● Stated exercise:
Reproduce the data below without any changes, from its beginning through the line that contains "<point>1125,748</point>", with both ends included. Leave the pictures out of your answer.

[Data taken from a collection]
········

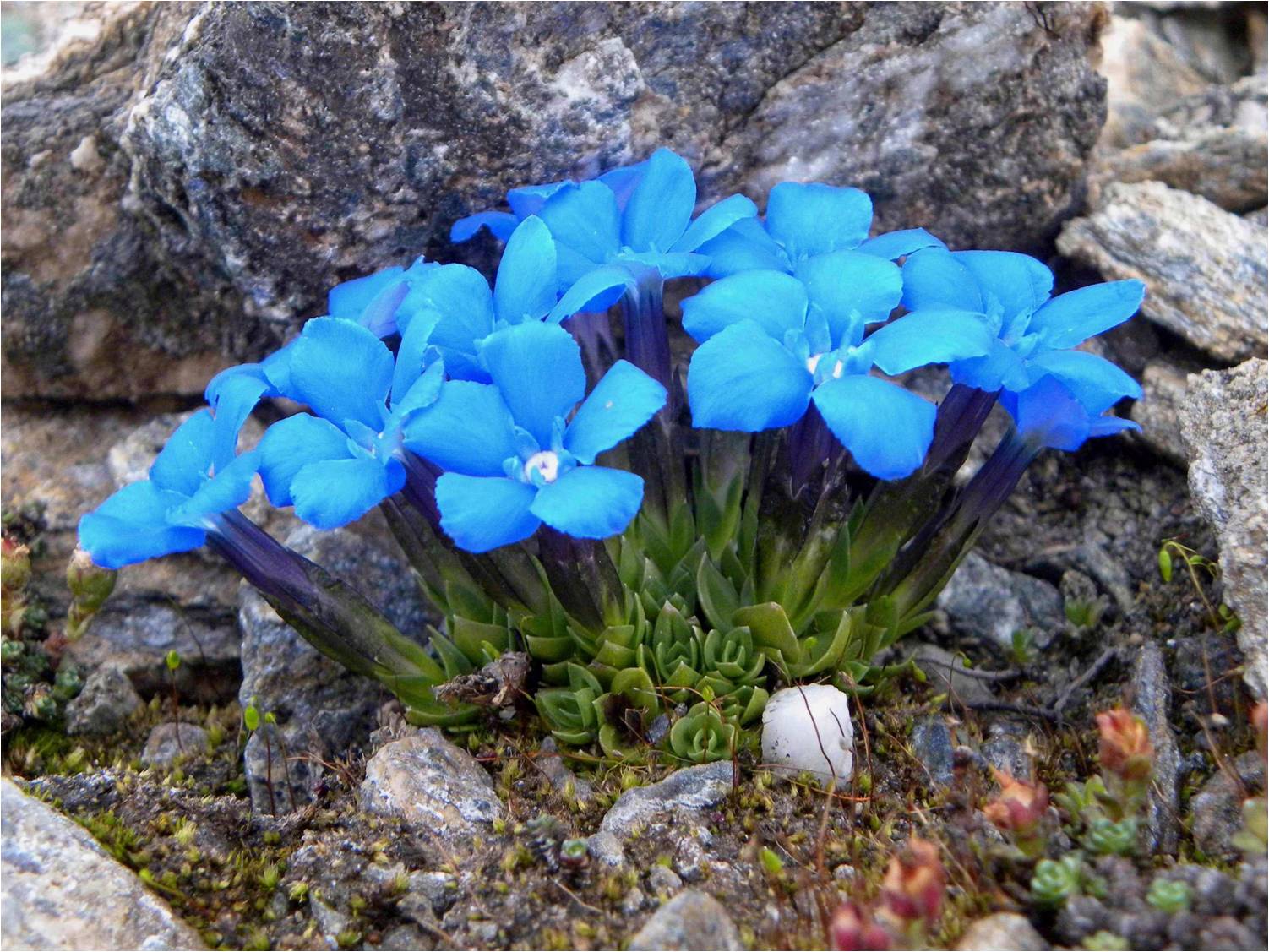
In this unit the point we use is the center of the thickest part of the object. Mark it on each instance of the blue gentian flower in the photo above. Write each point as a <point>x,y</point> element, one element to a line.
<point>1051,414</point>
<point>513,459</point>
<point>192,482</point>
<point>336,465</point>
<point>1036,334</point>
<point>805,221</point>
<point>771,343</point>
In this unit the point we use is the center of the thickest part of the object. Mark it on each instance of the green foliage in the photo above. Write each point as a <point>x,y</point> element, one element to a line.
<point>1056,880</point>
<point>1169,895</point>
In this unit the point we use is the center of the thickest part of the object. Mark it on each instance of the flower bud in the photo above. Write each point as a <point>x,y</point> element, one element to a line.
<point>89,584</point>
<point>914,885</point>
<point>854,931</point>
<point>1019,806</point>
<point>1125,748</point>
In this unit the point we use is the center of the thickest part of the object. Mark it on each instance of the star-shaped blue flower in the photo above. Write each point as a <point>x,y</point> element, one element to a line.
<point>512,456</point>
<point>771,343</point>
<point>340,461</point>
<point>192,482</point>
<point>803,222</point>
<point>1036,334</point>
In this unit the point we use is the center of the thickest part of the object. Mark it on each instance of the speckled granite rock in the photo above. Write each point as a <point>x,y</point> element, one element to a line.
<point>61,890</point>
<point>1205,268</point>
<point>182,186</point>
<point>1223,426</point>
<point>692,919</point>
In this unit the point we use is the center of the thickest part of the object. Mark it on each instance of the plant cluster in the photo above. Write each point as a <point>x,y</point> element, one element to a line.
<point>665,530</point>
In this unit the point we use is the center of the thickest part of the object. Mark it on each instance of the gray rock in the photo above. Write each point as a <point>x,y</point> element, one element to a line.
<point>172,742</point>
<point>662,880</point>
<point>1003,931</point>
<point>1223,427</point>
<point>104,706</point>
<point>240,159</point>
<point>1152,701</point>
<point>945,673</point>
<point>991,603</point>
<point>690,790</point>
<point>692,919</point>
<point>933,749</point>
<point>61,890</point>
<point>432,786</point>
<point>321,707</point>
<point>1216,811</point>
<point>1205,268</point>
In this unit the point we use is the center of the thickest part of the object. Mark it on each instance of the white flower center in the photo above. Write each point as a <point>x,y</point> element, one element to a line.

········

● Answer to the task:
In this unit the point we use is the center of the thickest part of the object. Mark it on each instance of the blue gentian flower in the photo above. Write each point as a <point>x,y</point> element, one element to a line.
<point>1051,414</point>
<point>513,459</point>
<point>192,482</point>
<point>336,465</point>
<point>1036,334</point>
<point>805,221</point>
<point>771,343</point>
In this unit the point we use is the center of the thickest part of the object. Mark it on each instance of the green foliage in the photo above. Write each point as a <point>x,y</point> element, one element to a line.
<point>1056,880</point>
<point>1169,895</point>
In this unit the point we use is the center of the thickest part of the object. Mark it on each instance of the flower bud in the photo above. Write each point as a <point>x,y</point> element, one element to a line.
<point>89,584</point>
<point>914,885</point>
<point>854,931</point>
<point>1019,806</point>
<point>1125,748</point>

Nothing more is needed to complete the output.